-- Opening Marker --

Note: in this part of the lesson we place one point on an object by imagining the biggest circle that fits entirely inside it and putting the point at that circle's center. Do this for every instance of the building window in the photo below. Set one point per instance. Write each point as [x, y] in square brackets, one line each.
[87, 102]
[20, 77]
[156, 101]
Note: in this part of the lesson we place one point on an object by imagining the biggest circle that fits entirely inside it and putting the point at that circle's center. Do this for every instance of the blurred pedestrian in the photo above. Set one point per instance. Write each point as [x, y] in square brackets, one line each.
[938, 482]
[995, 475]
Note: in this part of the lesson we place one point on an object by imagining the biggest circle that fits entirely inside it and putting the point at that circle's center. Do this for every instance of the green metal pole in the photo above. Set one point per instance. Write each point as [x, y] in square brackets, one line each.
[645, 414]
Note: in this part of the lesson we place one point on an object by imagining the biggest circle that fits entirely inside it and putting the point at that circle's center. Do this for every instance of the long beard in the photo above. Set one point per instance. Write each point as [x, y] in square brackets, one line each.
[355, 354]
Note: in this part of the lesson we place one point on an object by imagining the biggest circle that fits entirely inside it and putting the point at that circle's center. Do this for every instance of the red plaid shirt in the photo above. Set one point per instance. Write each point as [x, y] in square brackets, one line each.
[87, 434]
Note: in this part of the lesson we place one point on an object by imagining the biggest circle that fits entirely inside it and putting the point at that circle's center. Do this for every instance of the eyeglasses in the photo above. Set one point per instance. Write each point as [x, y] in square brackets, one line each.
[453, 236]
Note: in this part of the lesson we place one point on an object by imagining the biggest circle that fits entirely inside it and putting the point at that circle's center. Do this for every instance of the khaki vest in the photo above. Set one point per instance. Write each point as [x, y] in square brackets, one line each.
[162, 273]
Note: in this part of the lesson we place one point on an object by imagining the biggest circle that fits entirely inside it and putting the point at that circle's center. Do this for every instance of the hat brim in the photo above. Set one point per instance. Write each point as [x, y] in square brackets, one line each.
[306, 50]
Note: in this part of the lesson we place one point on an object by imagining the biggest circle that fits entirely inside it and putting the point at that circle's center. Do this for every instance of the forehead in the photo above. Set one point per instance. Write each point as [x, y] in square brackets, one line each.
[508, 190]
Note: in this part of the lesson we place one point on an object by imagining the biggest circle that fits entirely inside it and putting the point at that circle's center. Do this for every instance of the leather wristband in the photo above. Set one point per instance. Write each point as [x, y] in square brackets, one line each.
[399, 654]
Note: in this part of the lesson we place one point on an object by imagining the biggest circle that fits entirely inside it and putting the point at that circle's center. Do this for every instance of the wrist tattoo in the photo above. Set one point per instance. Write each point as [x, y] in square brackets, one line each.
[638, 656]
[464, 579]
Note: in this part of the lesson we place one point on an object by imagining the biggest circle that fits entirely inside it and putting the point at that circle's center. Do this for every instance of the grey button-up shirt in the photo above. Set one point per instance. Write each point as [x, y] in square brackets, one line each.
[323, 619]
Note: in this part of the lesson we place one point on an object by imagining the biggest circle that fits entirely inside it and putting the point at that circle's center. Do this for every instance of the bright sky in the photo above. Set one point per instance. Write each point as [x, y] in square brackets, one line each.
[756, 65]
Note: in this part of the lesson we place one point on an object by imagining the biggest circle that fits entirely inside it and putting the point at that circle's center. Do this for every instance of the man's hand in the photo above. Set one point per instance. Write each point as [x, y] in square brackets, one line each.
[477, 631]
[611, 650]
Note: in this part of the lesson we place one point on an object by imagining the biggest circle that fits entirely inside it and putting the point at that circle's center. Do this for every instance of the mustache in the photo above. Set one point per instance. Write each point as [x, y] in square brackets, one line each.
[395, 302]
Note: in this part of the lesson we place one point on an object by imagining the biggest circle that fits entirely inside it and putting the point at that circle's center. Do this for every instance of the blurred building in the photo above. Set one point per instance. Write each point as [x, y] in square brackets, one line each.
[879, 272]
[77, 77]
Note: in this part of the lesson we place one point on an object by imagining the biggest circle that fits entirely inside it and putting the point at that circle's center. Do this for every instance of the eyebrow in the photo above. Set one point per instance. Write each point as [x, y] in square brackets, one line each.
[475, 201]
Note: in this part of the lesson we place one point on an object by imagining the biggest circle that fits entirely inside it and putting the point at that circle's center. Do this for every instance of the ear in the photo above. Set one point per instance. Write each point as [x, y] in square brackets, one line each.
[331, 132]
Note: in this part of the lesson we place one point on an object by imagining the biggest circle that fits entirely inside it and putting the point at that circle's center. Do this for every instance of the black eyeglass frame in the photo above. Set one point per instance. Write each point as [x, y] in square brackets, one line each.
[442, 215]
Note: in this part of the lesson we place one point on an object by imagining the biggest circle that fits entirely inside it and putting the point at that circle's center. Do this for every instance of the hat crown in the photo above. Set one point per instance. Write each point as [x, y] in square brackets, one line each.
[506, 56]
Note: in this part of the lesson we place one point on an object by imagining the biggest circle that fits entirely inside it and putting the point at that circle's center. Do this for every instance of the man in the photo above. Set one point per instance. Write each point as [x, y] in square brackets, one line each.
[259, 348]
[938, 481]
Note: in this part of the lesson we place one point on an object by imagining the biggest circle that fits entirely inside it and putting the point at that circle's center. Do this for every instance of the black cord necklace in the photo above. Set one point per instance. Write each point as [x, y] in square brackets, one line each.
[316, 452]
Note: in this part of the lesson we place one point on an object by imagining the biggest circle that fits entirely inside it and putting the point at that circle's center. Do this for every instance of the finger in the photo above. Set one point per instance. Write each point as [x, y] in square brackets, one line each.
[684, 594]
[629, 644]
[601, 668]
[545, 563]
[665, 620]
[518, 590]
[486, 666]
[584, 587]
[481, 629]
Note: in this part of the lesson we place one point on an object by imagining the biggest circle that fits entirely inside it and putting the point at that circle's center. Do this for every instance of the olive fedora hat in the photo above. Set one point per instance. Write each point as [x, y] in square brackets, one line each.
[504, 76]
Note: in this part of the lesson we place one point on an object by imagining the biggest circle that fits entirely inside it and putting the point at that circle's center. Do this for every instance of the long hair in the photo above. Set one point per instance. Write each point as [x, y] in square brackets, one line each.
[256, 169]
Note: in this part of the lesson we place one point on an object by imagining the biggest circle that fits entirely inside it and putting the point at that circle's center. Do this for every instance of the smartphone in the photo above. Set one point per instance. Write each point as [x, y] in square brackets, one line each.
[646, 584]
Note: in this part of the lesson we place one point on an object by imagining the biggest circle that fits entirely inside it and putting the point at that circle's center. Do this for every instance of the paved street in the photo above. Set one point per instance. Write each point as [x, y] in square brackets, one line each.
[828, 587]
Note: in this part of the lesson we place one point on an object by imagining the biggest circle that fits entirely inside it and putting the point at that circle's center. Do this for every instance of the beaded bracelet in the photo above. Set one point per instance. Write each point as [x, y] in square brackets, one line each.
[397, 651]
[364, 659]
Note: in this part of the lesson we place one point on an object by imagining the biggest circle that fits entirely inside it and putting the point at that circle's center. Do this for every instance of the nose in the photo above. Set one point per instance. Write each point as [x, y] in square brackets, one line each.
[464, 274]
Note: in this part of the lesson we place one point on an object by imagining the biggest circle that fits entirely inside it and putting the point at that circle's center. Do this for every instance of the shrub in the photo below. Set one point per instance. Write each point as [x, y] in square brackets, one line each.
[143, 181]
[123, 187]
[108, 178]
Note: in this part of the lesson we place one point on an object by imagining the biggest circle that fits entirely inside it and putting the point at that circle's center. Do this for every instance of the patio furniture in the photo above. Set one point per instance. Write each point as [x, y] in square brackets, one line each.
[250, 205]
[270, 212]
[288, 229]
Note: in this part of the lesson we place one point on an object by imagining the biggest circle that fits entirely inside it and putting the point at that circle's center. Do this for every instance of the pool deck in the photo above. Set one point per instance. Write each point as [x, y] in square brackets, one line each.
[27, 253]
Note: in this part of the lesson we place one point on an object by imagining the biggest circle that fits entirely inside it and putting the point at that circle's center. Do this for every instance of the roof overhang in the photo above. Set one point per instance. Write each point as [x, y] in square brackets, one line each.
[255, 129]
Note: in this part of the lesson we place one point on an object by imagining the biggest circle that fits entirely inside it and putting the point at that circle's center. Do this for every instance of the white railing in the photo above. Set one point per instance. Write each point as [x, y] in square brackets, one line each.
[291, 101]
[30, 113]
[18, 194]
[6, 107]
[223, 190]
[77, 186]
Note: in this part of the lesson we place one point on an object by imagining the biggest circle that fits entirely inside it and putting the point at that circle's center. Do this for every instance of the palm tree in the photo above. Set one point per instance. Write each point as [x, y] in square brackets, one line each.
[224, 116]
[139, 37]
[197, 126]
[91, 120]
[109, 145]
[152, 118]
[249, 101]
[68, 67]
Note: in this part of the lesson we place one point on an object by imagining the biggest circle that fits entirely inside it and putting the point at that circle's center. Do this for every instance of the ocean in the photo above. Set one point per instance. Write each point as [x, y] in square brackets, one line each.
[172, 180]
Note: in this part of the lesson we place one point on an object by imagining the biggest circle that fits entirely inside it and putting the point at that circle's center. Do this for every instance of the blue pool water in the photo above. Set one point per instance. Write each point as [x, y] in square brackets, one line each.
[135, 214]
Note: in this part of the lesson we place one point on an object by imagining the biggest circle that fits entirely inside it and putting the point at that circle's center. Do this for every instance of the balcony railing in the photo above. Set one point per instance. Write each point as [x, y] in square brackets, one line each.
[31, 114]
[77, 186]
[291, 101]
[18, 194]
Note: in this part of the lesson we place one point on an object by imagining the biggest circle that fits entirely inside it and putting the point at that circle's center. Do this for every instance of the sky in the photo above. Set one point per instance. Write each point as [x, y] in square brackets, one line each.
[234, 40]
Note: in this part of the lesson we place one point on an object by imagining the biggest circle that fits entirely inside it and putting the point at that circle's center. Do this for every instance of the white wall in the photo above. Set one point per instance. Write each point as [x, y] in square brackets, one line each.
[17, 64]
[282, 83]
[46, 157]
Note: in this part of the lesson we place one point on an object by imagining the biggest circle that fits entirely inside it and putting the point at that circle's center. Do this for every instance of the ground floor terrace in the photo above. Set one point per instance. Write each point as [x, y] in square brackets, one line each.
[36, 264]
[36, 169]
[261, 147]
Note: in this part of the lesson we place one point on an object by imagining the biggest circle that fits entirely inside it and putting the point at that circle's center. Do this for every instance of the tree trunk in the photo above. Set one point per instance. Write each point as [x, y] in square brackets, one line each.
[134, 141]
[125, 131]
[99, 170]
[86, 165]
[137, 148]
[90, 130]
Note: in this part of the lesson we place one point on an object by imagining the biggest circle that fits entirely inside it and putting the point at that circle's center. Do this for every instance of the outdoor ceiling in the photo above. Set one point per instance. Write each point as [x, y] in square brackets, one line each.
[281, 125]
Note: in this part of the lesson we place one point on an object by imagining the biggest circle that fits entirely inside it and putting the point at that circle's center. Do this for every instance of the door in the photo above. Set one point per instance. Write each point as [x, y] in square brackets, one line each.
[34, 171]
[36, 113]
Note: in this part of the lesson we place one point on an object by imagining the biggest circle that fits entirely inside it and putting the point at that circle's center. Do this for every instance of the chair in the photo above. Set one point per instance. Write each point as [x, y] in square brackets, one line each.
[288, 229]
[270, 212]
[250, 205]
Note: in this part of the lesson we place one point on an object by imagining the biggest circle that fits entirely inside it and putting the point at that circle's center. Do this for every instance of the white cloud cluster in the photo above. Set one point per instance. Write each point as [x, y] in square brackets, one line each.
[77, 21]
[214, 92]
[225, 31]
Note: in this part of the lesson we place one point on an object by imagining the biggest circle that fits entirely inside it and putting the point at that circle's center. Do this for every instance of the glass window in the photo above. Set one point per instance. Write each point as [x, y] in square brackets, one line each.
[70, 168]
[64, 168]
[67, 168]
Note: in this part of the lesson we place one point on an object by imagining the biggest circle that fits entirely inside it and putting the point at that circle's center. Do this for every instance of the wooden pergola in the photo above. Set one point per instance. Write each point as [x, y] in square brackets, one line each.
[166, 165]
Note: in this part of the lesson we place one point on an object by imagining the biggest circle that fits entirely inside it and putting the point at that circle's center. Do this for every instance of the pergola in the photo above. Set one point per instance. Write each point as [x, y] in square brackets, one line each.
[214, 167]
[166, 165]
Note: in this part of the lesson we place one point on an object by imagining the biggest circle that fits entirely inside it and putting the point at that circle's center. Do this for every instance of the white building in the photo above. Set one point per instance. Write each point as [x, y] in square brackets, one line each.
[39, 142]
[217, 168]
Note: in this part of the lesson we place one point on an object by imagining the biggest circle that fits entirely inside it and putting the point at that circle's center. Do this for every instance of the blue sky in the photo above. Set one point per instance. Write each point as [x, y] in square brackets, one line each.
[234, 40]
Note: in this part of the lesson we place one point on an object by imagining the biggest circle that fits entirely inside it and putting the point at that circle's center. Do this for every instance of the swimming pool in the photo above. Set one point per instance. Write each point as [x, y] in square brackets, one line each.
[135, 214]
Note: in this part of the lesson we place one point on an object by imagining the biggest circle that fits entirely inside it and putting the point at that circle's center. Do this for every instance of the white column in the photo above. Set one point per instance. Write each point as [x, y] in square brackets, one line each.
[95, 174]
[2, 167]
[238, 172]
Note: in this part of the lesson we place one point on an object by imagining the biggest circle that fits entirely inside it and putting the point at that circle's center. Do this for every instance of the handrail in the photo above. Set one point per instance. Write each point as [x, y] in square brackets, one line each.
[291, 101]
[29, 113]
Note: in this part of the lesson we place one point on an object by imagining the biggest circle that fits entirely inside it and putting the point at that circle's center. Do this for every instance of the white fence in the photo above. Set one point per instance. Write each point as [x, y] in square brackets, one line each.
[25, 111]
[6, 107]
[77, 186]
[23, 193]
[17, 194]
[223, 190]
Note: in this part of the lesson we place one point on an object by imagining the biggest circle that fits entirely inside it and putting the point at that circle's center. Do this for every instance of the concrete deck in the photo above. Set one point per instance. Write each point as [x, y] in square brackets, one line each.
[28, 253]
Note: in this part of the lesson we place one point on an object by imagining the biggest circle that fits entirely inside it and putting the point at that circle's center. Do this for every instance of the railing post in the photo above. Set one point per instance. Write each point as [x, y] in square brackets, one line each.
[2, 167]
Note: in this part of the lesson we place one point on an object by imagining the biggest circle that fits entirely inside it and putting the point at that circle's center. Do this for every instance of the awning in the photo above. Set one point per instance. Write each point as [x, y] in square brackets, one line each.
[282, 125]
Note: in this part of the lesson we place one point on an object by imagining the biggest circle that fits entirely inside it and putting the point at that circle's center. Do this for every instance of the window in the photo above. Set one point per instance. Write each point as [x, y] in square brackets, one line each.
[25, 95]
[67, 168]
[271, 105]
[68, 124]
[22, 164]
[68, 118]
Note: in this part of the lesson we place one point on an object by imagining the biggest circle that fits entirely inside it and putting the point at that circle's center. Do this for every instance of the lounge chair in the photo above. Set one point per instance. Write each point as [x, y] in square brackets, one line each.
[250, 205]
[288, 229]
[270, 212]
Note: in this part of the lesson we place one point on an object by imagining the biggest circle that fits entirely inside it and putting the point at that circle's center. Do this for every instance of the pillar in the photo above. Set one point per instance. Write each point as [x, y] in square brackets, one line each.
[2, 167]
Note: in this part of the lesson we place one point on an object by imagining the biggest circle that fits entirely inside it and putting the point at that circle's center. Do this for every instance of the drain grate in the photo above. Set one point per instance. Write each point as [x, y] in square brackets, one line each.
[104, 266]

-- Closing Marker --

Starting with the line that contains "of the window", print each line through the last one in the listing. Include both end lines and add nothing.

Note: in this part of the lesson we place one point on an object by imagining the biggest circle that fits entirely inside it and putting the point at that circle's center. Do this for every instance of the window in the photo above. Set one point per instance. Write each point as [x, y] in square brackets, one line each.
[25, 95]
[67, 168]
[271, 105]
[68, 124]
[22, 164]
[68, 118]
Note: in this part of the lesson we place one point on an object by imagining the biggest circle that fits entirely inside it and putting the point at that circle's center. Do this for every instance of the lounge chair in the photo above. Set one point per instance. Write each point as [x, y] in square brackets, one line each.
[250, 205]
[288, 229]
[270, 212]
Note: in this part of the lesson we place one point on an object by imagining the biggest circle that fits entirely inside it and putting the point at that circle's center. Do this for every instance of the pillar in the photo above. Set one point per instance. Write each point as [x, y] in square brackets, one line each.
[2, 167]
Note: in this part of the lesson we place one point on an object by imagining the biggest circle that fits entirely inside it and putting the point at that circle's center. Do this for every instance of the drain grate in the photo above. Set one point per instance. Write each point as [x, y] in square brackets, one line each.
[104, 266]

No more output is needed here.